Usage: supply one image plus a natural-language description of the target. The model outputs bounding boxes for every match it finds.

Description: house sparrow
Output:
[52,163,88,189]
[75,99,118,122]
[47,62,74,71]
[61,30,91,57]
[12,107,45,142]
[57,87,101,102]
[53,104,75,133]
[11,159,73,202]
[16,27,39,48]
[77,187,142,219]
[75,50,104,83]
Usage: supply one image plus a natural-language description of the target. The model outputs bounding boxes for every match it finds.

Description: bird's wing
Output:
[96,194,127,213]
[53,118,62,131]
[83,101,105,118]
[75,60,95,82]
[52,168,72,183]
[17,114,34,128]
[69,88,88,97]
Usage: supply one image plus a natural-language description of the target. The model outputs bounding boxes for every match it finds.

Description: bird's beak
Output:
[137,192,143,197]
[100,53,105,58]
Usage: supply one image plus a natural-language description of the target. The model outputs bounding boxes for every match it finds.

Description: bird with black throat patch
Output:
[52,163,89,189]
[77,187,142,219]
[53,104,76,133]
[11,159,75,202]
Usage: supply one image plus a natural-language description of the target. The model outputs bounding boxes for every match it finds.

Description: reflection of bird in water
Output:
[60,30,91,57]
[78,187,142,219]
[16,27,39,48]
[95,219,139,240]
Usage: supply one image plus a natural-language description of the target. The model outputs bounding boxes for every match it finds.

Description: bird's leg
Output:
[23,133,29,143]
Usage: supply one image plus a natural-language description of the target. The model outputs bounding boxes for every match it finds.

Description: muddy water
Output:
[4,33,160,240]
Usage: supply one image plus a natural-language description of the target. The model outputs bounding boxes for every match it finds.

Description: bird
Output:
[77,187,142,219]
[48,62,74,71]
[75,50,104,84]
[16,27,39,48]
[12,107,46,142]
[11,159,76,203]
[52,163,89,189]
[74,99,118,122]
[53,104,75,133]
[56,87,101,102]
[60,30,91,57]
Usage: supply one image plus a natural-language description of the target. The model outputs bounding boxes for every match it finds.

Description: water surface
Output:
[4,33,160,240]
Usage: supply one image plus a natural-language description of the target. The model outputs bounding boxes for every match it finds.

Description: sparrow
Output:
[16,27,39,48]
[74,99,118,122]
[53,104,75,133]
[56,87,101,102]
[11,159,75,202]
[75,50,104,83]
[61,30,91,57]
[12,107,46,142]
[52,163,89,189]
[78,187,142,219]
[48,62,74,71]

Directive: Please reproduce all the items above, swapping every "bird's" for "sparrow's" and leaving everything else unchanged.

Full solution:
Usage: supply one image plus a natural-language description of the target. The model outputs bounding boxes for every match it finds.

Description: house sparrow
Output:
[52,163,88,189]
[75,99,118,122]
[47,62,74,71]
[61,30,91,57]
[12,107,45,142]
[57,87,101,102]
[53,104,75,133]
[11,159,73,202]
[16,27,39,48]
[77,187,142,219]
[75,50,104,83]
Usage: supply one image plus a natural-language description of the target. The model outputs bounding boxes for every match it finds.

Description: sparrow's wing
Output:
[96,194,127,213]
[53,118,62,131]
[83,101,105,118]
[75,60,95,82]
[52,168,72,183]
[17,114,34,128]
[69,88,88,97]
Usage: supply one image plus a natural-language description of the target. The model outputs bounding boxes for every match it finds.

Description: sparrow's beak
Output:
[137,192,143,197]
[100,53,105,58]
Usage: supply one image plus a natural-language description of the target. The model outputs bounding boxes for every match it finds.

Description: bird with black throat patch
Output:
[52,163,89,189]
[77,187,142,219]
[53,104,76,133]
[11,159,75,202]
Usage: supply one image plus a natural-language description of the target. The model outputs bounding boxes for every match it finds.

Description: reflection of bird in water
Output:
[60,30,91,57]
[78,187,142,219]
[16,27,39,48]
[95,219,139,240]
Usage: supply one image plus a natural-language description of the target. The model outputs bounding boxes for every match it finds.

Description: sparrow's leg
Output:
[23,133,29,143]
Usage: supply one image plus a natural-language description of the target. The model outputs bounding boxes for every match it finds.

Description: muddy water
Output:
[4,33,160,240]
Usage: supply one image plus a natural-language description of the target. The model outputs bounding boxes for every match it finds.

Description: bird
Output:
[77,187,142,219]
[48,62,74,71]
[75,50,104,84]
[16,27,39,48]
[12,107,46,142]
[11,159,76,203]
[52,163,89,189]
[74,99,118,122]
[53,104,75,133]
[56,87,101,102]
[60,30,91,57]
Usage: supply one image plus a natural-language description of the target. The model outputs bounding boxes for every match it finds.

Description: water surface
Output:
[4,33,160,240]
Usage: supply one image plus a natural-language description of the target. The model outputs bounding boxes for every match it finds.

Description: sparrow
Output:
[16,27,39,48]
[74,99,118,122]
[53,104,75,133]
[56,87,101,102]
[11,159,75,202]
[75,50,104,83]
[61,30,91,57]
[12,107,46,142]
[52,163,89,189]
[78,187,142,219]
[48,62,74,71]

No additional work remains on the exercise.